#### [Set problem]
Rewrite the records from the start through the line containing "[[272, 225, 435, 350]]", with every "Mark" changed to "Locate" and nothing else altered.

#### [Dataset records]
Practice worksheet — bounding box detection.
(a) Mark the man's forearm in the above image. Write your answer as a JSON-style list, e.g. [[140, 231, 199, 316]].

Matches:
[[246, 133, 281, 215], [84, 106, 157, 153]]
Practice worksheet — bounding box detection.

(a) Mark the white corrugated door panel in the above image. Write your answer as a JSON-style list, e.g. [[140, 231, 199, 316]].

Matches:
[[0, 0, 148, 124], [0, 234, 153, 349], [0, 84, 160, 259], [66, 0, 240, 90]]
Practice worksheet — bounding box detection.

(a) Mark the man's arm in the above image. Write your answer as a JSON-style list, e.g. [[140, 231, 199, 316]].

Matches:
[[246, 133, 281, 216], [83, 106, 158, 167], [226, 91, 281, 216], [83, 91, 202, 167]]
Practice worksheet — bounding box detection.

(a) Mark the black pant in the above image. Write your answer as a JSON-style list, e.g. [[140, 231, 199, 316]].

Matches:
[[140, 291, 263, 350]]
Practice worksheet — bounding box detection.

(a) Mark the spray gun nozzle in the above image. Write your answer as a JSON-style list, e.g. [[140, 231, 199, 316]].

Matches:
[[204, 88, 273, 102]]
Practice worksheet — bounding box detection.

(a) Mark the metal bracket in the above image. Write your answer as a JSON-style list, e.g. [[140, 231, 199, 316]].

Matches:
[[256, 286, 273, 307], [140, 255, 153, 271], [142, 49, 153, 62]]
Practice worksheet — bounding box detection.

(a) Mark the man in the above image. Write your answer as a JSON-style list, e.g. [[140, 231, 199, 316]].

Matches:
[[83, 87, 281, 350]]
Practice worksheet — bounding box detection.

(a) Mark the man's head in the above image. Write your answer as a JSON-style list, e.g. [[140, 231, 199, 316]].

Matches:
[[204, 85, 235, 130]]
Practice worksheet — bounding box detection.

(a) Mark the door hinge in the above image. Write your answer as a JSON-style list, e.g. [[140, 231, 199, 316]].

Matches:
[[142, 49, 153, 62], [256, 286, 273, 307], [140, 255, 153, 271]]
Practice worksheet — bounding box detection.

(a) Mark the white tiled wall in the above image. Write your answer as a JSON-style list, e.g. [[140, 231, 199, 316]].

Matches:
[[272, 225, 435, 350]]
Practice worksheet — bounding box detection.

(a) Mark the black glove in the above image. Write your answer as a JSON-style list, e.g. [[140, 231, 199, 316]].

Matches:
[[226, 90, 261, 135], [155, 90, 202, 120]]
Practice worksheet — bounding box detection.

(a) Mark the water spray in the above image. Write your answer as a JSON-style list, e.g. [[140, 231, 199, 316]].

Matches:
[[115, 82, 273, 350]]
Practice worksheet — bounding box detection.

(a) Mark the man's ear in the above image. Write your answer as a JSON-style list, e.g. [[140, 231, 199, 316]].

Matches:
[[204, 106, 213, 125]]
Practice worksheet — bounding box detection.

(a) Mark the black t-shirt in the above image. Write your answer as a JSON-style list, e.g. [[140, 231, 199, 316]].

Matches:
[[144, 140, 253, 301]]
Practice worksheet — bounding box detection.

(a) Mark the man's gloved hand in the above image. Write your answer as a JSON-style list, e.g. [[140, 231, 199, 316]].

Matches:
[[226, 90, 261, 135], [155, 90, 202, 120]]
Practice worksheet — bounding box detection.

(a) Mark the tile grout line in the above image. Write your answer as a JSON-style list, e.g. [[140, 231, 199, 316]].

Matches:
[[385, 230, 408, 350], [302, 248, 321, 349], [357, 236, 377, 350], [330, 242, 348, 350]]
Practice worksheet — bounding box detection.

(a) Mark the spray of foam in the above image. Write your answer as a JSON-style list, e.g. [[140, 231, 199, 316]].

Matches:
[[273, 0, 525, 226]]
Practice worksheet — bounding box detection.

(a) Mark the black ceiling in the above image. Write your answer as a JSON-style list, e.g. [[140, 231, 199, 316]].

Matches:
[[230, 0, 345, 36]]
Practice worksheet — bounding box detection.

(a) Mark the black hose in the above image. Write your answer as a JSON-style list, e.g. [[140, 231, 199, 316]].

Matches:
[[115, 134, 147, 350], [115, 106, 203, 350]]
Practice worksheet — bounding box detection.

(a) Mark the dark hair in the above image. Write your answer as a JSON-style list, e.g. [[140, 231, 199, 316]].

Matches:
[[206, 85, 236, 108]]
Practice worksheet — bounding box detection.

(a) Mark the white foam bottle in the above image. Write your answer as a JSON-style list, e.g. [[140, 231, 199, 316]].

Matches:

#### [Task solution]
Practice worksheet — bounding box detection.
(a) Locate the man's forearm in the above image. Write your answer as a JSON-style list, e.g. [[140, 231, 199, 316]].

Matches:
[[246, 133, 281, 215], [84, 106, 157, 153]]
Practice worksheet — bounding box detection.

(a) Locate the white corrugated door panel in the above image. Write your answer as a JSON-style list, e.g. [[140, 231, 199, 316]].

Matches:
[[0, 0, 148, 124], [0, 234, 153, 349], [0, 84, 160, 259], [66, 0, 240, 90]]
Practice worksheet — bounding box detection.

(a) Locate the man's arm in the above image. Write your answer as a JSON-style list, e.g. [[140, 231, 199, 316]].

Matches:
[[246, 133, 281, 216], [83, 106, 158, 167], [226, 91, 281, 216], [83, 91, 202, 167]]
Practice worksheet — bounding box detection.

(a) Locate the black pant in the above image. Write your answer as a JSON-style list, e.g. [[140, 231, 199, 316]].

Matches:
[[140, 291, 263, 350]]
Practice worksheet — bounding box detection.

(a) Locate the spray gun nozzle in the above image. Write your answer as a JSON-style list, e.g. [[140, 231, 199, 316]].

Matches:
[[204, 88, 273, 102]]
Practice worksheet — bounding box detection.

(a) Locate the metal bracket in the above image. Write your answer as a JSON-style list, e.g. [[140, 231, 199, 316]].

Matches:
[[256, 286, 273, 307], [140, 255, 153, 271], [142, 49, 153, 62]]
Practice worksheet — bounding box detection.

(a) Locate the man in the above image. Write your answer as a JSON-style list, e.g. [[140, 231, 199, 316]].

Matches:
[[83, 87, 281, 350]]
Practice worksheet — bounding box detection.

(a) Locate the man's head in the above image. Write your answer as a JSON-style list, e.g. [[140, 231, 199, 316]].

Matches:
[[204, 85, 235, 130]]
Practice worksheet — bounding box detection.

(a) Locate the door hinge in the above image. Write your answer as a JSON-style list, e.g. [[140, 231, 199, 316]].

Matches:
[[142, 49, 153, 62], [256, 286, 273, 307], [140, 255, 153, 271]]
Practice worksheet — bounding box detection.

(a) Locate the white tiled wall in the above image. Write your answer as a JSON-style list, e.g. [[140, 231, 199, 316]].

Matches:
[[272, 225, 435, 350]]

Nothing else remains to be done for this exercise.